| WHAT IS EXPECTED |
How many lines of the records contain the string "building"? Give only the number.

Location identification items:
---------------

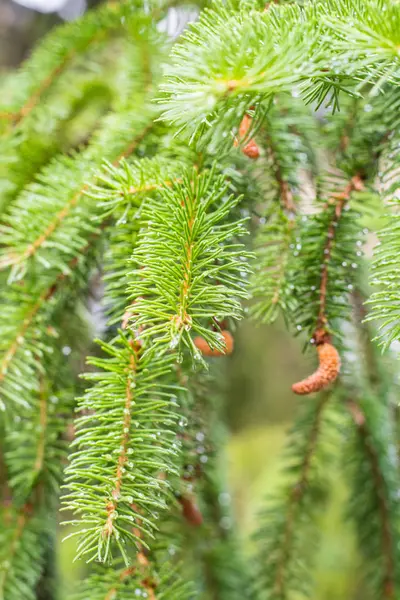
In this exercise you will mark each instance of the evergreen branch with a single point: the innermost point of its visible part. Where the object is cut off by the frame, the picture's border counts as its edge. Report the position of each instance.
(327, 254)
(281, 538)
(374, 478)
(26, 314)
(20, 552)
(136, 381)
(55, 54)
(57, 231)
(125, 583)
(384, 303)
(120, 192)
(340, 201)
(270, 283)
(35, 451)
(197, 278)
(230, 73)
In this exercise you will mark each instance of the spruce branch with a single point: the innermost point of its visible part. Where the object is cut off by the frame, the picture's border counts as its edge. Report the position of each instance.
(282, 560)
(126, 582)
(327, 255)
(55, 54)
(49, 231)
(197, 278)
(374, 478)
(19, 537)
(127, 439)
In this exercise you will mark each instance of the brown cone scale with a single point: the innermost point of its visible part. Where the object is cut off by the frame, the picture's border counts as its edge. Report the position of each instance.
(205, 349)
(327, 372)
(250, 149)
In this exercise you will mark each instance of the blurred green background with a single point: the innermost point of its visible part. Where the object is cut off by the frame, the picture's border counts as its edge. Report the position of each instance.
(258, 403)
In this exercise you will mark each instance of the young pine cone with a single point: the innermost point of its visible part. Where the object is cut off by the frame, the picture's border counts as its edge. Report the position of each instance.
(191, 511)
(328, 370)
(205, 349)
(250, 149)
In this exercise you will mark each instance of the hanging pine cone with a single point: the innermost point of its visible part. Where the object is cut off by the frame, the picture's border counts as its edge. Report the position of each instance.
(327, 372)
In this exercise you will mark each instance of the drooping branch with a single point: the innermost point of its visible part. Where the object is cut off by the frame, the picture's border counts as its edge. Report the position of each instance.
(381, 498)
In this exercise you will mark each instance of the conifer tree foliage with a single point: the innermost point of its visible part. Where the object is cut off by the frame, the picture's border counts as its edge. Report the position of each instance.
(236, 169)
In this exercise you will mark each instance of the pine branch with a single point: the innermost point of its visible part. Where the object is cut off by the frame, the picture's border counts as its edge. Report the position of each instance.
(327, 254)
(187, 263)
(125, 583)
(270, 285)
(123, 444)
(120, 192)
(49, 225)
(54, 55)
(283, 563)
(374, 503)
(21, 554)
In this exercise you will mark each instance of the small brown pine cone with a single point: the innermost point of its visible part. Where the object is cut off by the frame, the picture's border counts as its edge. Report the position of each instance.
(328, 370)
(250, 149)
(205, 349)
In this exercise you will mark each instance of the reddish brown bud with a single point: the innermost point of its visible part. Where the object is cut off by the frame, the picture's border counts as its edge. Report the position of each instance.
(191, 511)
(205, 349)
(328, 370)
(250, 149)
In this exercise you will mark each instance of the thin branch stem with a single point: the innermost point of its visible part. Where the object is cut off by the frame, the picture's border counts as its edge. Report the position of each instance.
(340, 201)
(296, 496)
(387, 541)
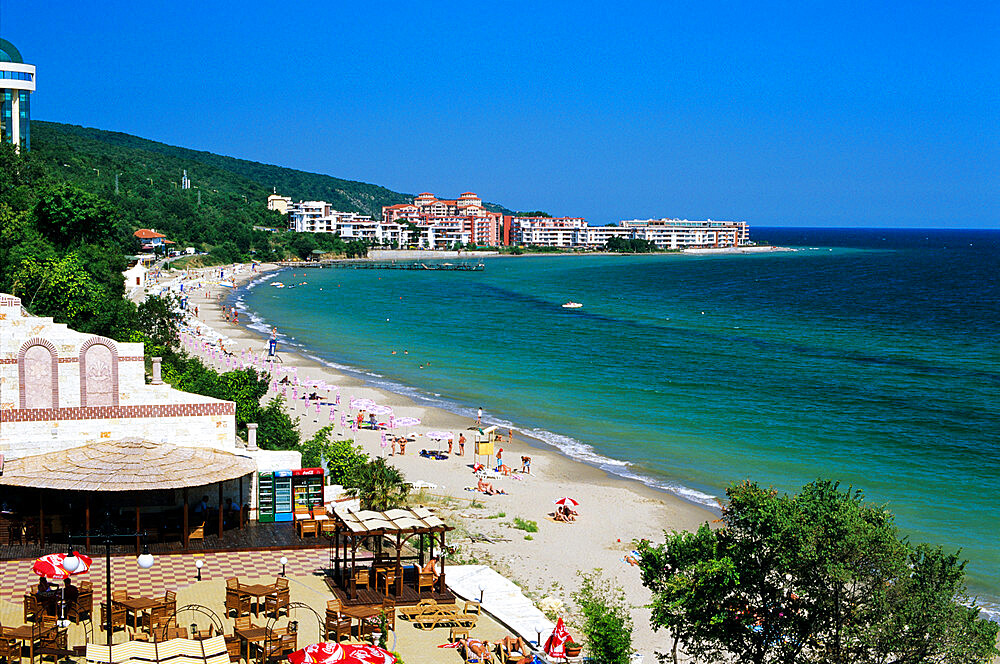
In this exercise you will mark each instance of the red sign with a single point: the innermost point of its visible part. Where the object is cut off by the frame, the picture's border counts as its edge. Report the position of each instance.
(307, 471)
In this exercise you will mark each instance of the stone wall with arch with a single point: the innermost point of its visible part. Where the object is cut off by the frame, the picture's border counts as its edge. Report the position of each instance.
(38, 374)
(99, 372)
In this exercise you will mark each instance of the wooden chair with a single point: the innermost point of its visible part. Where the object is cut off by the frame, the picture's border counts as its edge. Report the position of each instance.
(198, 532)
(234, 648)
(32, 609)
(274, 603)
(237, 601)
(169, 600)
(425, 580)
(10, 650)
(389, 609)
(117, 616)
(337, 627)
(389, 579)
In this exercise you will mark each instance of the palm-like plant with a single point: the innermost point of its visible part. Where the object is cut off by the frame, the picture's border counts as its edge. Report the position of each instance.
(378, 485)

---------------

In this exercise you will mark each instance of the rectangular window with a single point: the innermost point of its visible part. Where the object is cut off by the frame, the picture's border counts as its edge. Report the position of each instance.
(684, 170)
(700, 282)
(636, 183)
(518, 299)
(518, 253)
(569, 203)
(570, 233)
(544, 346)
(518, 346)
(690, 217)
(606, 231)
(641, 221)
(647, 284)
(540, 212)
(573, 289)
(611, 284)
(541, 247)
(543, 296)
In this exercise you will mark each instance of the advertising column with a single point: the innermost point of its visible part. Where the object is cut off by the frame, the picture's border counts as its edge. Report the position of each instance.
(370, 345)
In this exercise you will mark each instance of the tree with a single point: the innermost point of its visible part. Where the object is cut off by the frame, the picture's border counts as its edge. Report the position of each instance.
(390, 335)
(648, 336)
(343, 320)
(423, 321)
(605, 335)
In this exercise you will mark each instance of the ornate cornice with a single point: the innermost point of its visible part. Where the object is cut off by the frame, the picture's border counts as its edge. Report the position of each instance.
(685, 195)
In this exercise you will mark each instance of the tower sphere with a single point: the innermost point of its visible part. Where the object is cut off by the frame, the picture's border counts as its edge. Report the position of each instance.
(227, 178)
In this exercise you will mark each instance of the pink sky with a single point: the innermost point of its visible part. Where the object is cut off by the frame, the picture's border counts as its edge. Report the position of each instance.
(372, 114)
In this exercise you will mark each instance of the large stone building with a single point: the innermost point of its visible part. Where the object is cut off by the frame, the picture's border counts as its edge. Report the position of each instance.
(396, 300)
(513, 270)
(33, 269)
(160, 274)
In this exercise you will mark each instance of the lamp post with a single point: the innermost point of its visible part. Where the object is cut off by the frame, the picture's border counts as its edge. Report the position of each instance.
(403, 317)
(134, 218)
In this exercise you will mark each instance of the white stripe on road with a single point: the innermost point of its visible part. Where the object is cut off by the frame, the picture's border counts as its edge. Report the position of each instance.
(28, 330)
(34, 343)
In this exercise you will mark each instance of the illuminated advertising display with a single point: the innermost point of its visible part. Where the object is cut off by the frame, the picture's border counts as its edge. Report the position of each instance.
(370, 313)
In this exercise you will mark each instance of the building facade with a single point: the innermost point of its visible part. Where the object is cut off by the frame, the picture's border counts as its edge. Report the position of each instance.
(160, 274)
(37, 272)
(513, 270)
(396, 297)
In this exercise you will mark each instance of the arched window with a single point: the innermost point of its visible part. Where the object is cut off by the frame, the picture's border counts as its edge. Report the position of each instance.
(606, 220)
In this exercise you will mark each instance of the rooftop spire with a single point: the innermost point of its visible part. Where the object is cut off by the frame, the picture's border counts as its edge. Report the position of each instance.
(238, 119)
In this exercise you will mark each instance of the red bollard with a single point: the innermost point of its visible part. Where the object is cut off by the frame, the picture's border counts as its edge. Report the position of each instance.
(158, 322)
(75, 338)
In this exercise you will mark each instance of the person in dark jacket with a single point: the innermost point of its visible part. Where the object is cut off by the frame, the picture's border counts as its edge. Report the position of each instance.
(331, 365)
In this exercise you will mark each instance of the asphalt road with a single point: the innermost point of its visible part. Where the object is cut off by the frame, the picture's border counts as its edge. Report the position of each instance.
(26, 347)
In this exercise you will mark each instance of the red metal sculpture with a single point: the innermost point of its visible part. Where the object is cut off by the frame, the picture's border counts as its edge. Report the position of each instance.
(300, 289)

---------------

| OUTPUT BELOW |
2